> [PROBLEM 1]: In the article about metals supply and equipment makers, who is identified as CEO of Allor Manufacturing and Plesh Industries?
> [PROBLEM 2]: Reproduce word for word the stretch of the article about metals supply and equipment makers from "Buoying the market" through "set of challenges.".

PROVIDED TEXT Block Start

That approach has been quite common in Europe for years, but is now taking hold in the States. “U.S. companies didn’t want to pay for it if they didn’t have to,” says Linders. “Today, they seem to be much more willing to pay for at least some level of automation in order to supplement the lack of personnel. They take the more mundane operations, automate that, and reduce personnel requirements and take the operator and put him in a position to make better use of his capabilities.”
Of course, it isn’t just service centers dealing with an absence of personnel. “I’m having a real problem finding general labor, and I’ve never had that problem before,” says Tony Allor, CEO of Allor Manufacturing and Plesh Industries, Brighton, Mich.
Shortages in general are the rule throughout the metals supply chain. The ever-climbing steel price has been driven by an absence of material, one that hampers the equipment makers’ ability to deliver as quickly as in the past. “Availability is a bit of a headache, but I think we have enough suppliers we’ve been able to overcome that,” Allor says.
It’s made more difficult when customers have demands that may not be completely realistic. “Everybody wants it now,” says Kadilak. “We’ve had some inquiries that are 100 percent for real, but if you give them a long lead time, it almost knocks you out of the running. Not only are they looking to buy something, they’re looking to buy something now. They don’t want long delivery times.”
But that may be unavoidable given the constraints plaguing so many business segments. “As anyone who’s opened a newspaper lately knows, supply chains around the world are shaky. If wafer boards shut down Ford, you’ve got to think a little company like ours is going to have problems,” says Brown. “We’ve made some good bets, but it highlights the vulnerabilities.”
However, those vulnerabilities present some opportunities. “I’m getting the feeling that my customers want to strengthen and/or relook at how they’re doing business, because they don’t want to have something from China or Europe that’s now stuck because the ports are closed,” says Allor. “That’s a good thing for the American manufacturing industry.”
A few other trends the industry is following include the ongoing push downstream by service center operators. “They’re looking for ways to reinvent themselves with stamping, laser cutting and so on,” says Swenson. “The traditional ways of making money by processing and doing a buy-resell, they’re changing. Service centers are probably making less money in processing per ton than they did 40 years ago.”
Buoying the market for traditional coil processing equipment is the continued push toward higher-strength steels, which come with their own set of challenges.
“People may use old pieces of equipment and survive, but long-term there is going to be a lot of replacement equipment. As newer pieces of equipment hit the market, people are going to see the advantages of building a dedicated high-strength slitting or cut-to-length lines and that will change people’s minds,” says Baker.
Hovering over everything is the price of steel, which is both a boon and a concern for most equipment makers. That service center profits are growing in this market makes this a nice time to sell equipment, though steel is also a major material in the construction of this equipment, pushing their costs higher.
“It’s a double-edged sword. We’re consuming the products they sell, so they understand our price point is changing. But it does make the gap between quote and purchase a little harder to jump sometimes,” says Clark.Caption:
Empty service centers are pushing companies to develop more automated equipment.

PROVIDED TEXT Block End
SOURCE MATERIAL Block Start

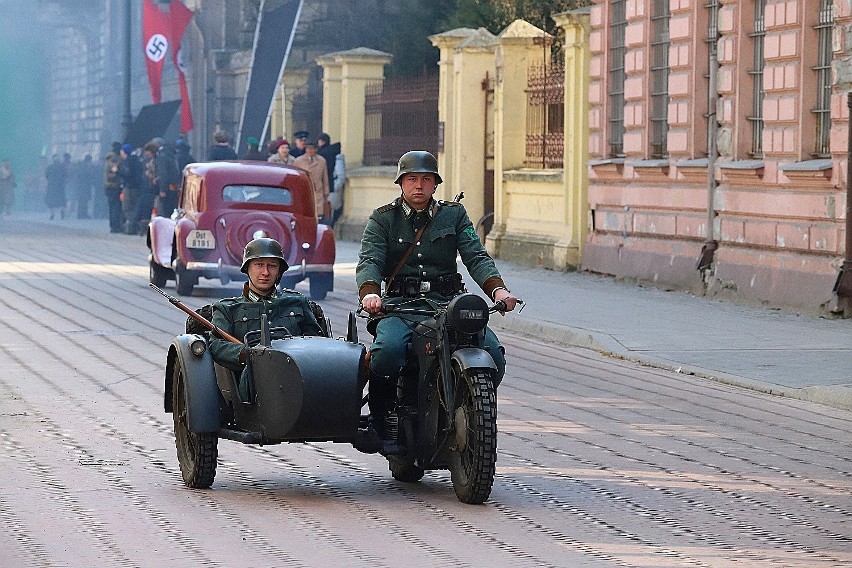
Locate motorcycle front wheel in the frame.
[450,369,497,505]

SOURCE MATERIAL Block End

> [TASK RESULT 1]: Tony Allor

> [TASK RESULT 2]:
Buoying the market for traditional coil processing equipment is the continued push toward higher-strength steels, which come with their own set of challenges.